Saved data entries
Start of Block

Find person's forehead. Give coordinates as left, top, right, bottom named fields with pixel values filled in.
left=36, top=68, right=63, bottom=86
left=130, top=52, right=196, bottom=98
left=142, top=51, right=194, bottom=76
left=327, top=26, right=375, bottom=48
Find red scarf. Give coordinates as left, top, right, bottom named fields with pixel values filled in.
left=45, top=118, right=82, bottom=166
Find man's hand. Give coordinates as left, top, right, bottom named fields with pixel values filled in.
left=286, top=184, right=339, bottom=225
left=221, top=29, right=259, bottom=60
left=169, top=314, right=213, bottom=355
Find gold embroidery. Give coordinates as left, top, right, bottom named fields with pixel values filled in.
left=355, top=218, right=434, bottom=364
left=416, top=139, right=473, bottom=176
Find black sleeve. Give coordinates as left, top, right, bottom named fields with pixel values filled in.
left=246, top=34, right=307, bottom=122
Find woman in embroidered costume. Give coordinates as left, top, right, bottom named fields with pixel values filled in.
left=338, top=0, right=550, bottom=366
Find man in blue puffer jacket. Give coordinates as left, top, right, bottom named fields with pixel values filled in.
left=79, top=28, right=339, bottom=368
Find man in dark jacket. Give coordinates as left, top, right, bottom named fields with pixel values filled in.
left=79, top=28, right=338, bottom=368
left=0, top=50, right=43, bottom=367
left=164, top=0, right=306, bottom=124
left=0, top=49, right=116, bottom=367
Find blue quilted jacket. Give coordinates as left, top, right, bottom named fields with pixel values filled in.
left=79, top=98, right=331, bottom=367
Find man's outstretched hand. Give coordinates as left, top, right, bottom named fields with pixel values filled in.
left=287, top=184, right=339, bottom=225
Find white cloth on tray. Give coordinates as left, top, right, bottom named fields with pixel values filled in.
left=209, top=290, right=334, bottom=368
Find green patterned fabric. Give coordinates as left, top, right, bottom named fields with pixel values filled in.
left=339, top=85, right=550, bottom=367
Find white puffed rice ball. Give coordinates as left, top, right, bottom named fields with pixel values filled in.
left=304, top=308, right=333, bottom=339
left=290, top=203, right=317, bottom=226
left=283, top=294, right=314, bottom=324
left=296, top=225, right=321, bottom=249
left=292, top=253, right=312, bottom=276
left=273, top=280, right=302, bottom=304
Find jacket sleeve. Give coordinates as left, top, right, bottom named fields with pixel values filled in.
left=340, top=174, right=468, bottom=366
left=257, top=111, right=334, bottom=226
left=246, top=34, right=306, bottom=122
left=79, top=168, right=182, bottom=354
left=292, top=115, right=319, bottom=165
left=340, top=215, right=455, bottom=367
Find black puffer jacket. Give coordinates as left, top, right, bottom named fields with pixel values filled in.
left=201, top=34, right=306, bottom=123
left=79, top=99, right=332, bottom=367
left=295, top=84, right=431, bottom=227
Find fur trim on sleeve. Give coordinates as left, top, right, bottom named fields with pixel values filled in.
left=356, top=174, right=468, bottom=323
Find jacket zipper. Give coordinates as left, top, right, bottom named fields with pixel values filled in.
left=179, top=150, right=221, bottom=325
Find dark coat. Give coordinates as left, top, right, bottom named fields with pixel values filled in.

End of Block

**Requirement**
Restate word for word each line of the data from the one with "Find jacket sleeve." to the last, keeping both ends.

**Exercise response**
Find jacket sleeve. Give coordinates as left, top, right, bottom named fields with pixel values filled in.
left=340, top=174, right=468, bottom=366
left=257, top=111, right=334, bottom=226
left=246, top=34, right=306, bottom=122
left=79, top=168, right=182, bottom=354
left=292, top=115, right=319, bottom=165
left=340, top=215, right=455, bottom=367
Find black puffer jacket. Give coordinates as left, top, right, bottom named fields with pixel values filled in.
left=201, top=34, right=306, bottom=123
left=79, top=99, right=332, bottom=367
left=295, top=84, right=431, bottom=227
Find fur trim on sleeve. Give coordinates as left, top, right, bottom named fields with pixel values filled in.
left=356, top=174, right=468, bottom=323
Find jacket zipper. Give coordinates as left, top, right, bottom named fields with pixel values filled in.
left=179, top=150, right=221, bottom=325
Find dark coat. Give coordinates as left, top, right, bottom named fields with pixel values filled in.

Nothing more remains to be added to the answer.